*YOUR TASK*
Each of the entries beneath this task should be written out exactly.

START RECORDS PROVIDED

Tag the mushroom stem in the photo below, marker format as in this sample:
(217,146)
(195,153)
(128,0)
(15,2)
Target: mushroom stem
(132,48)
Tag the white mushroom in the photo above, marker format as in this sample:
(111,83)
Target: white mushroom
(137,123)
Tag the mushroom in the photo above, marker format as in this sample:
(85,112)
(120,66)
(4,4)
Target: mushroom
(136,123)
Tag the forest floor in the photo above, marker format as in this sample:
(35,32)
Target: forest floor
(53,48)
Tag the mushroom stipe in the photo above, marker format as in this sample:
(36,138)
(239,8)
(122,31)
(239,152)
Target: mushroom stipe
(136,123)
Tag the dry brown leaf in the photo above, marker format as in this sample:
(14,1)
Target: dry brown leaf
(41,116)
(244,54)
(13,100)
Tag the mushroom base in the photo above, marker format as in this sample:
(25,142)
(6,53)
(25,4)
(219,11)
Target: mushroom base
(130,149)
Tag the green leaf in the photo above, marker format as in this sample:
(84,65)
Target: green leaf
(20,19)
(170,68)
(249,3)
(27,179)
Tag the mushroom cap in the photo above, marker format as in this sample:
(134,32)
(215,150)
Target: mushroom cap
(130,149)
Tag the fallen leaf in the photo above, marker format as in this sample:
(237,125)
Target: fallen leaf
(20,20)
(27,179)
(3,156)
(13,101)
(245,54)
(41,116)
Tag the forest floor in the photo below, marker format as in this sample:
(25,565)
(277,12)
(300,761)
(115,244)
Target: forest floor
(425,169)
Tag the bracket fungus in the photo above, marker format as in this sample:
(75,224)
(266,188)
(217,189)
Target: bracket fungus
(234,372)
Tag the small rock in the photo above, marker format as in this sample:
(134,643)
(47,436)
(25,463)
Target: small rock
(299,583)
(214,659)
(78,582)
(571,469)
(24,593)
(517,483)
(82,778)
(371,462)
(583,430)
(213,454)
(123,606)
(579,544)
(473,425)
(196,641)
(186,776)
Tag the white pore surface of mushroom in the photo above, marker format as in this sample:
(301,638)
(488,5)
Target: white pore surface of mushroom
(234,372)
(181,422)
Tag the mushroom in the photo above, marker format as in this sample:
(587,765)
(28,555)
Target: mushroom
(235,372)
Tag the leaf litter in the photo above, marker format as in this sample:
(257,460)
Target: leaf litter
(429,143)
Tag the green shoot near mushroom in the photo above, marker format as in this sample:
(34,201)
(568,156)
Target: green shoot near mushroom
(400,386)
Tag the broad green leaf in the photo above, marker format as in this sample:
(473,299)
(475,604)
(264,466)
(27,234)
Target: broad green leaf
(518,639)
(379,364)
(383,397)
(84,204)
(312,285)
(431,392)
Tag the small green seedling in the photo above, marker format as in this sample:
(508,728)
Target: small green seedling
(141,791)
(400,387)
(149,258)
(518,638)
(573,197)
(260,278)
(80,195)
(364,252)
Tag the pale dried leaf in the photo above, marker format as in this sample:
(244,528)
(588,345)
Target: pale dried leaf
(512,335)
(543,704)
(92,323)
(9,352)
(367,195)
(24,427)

END RECORDS PROVIDED

*EXPECTED OUTPUT*
Tag the mushroom stem in the photo below, marker format as in this sample:
(217,146)
(195,153)
(128,0)
(15,2)
Target: mushroom stem
(132,48)
Tag the white mushroom in the photo above, marker format as in this sample:
(111,83)
Target: white mushroom
(137,123)
Tag the mushroom in the photo above, marker format as in this sample:
(85,112)
(120,66)
(4,4)
Target: mushroom
(136,123)
Tag the forest floor in the photo above, marker format as in this sample:
(35,32)
Target: forest floor
(53,48)
Tag the mushroom stipe in the photo above, marker format as in this sample:
(36,138)
(239,8)
(122,31)
(239,152)
Target: mushroom stipe
(136,123)
Tag the dry brown leaf in the photo above, marker format as in this sample:
(14,1)
Target: dry brown leaf
(41,116)
(244,54)
(13,100)
Tag the mushroom base in the photo above, marker format as in this sample:
(25,142)
(6,53)
(25,4)
(219,11)
Target: mushroom base
(130,149)
Tag the green leaf in the photo above, marker format as in this sample:
(84,65)
Target: green leaf
(20,19)
(170,68)
(249,3)
(27,179)
Tag the mushroom cap in the photo above, marker format as in this sample:
(134,32)
(215,150)
Target: mushroom cap
(130,149)
Tag the fallen leaf in the photo above, marker format as in this sample:
(237,125)
Target: fallen leaf
(20,20)
(27,179)
(3,156)
(13,101)
(245,54)
(41,116)
Tag the forest floor in the photo below, marker format as in this sample:
(25,565)
(277,12)
(300,761)
(115,244)
Target: forest floor
(425,169)
Tag the bracket fungus in the photo above, marker format as in this sample:
(75,224)
(266,188)
(217,189)
Target: bracket fungus
(234,372)
Tag the small rock in the photo above, marker format as in this sample:
(134,643)
(47,436)
(25,463)
Target: small rock
(299,583)
(214,659)
(78,582)
(571,469)
(24,593)
(517,483)
(82,778)
(371,462)
(583,430)
(213,454)
(123,606)
(579,544)
(473,425)
(196,641)
(186,776)
Tag the white pore surface of mushroom in the photo above, marker format as in this sample:
(301,638)
(488,5)
Target: white pore surface of mushroom
(234,372)
(181,422)
Tag the mushroom in the photo above, marker format as in this sample:
(587,765)
(28,555)
Target: mushroom
(235,372)
Tag the leaf litter in the photo above, marker format as in this sample:
(257,460)
Target: leaf litter
(429,143)
Tag the green shoot near mushroom in the photo above, marker format as in this sample:
(34,201)
(568,156)
Target: green shoot near mushroom
(400,386)
Tag the broad green leaf in the photo above, marker format as in this sample:
(473,299)
(475,604)
(264,466)
(27,234)
Target: broad green leaf
(518,639)
(379,364)
(383,397)
(84,204)
(312,285)
(431,392)
Tag the small green seedling in the photo above, marker format as in this sample:
(508,728)
Target: small green seedling
(141,791)
(400,387)
(149,258)
(518,638)
(573,197)
(260,278)
(80,195)
(364,252)
Tag the pale dried leaf in the photo above, marker format as in this sample:
(244,528)
(588,345)
Target: pale dried leaf
(512,335)
(543,704)
(92,323)
(9,352)
(367,195)
(24,427)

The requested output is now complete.